* _GIVEN PROBLEM_
Rewrite the lines of the items below as a numbered list, omitting blank lines and leaving out the pictures.

--- BEGIN ---

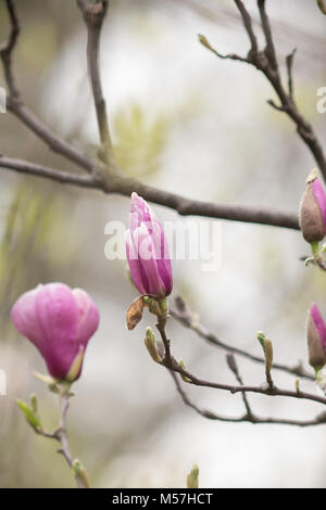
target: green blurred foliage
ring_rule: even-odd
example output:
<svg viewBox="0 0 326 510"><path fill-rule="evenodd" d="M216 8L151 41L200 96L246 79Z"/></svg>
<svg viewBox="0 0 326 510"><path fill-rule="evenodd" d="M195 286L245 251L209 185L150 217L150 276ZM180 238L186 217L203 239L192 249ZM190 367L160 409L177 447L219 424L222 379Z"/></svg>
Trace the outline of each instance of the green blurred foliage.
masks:
<svg viewBox="0 0 326 510"><path fill-rule="evenodd" d="M115 115L114 155L126 174L136 177L158 171L171 122L163 115L149 120L138 104L123 109Z"/></svg>

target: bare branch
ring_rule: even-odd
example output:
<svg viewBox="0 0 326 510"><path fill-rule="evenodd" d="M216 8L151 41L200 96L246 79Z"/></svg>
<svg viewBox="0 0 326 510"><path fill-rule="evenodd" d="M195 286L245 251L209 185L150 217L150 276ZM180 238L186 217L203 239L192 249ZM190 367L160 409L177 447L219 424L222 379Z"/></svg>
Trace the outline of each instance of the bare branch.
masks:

--- END ---

* _CORRECT OUTPUT_
1. target: green blurred foliage
2. ring_rule: even-odd
3. example output:
4. <svg viewBox="0 0 326 510"><path fill-rule="evenodd" d="M216 8L151 41L200 96L246 79Z"/></svg>
5. <svg viewBox="0 0 326 510"><path fill-rule="evenodd" d="M195 286L245 251L209 185L150 217L150 276ZM180 238L186 217L203 239L192 249ZM190 367L160 409L177 447L219 424L222 379Z"/></svg>
6. Trace the outline of each instance of the green blurred foliage.
7. masks:
8. <svg viewBox="0 0 326 510"><path fill-rule="evenodd" d="M115 115L114 155L126 174L136 177L158 171L171 122L163 115L149 120L138 104L123 109Z"/></svg>
9. target: bare branch
10. ring_rule: even-odd
11. example output:
12. <svg viewBox="0 0 326 510"><path fill-rule="evenodd" d="M216 8L151 41L200 96L246 79Z"/></svg>
13. <svg viewBox="0 0 326 510"><path fill-rule="evenodd" d="M195 286L245 251L209 185L150 217L150 276ZM180 238L186 217L203 239L192 249ZM190 367L160 409L177 447L219 424L222 379Z"/></svg>
14. Trace the outline of each instance of the bare branch.
15. masks:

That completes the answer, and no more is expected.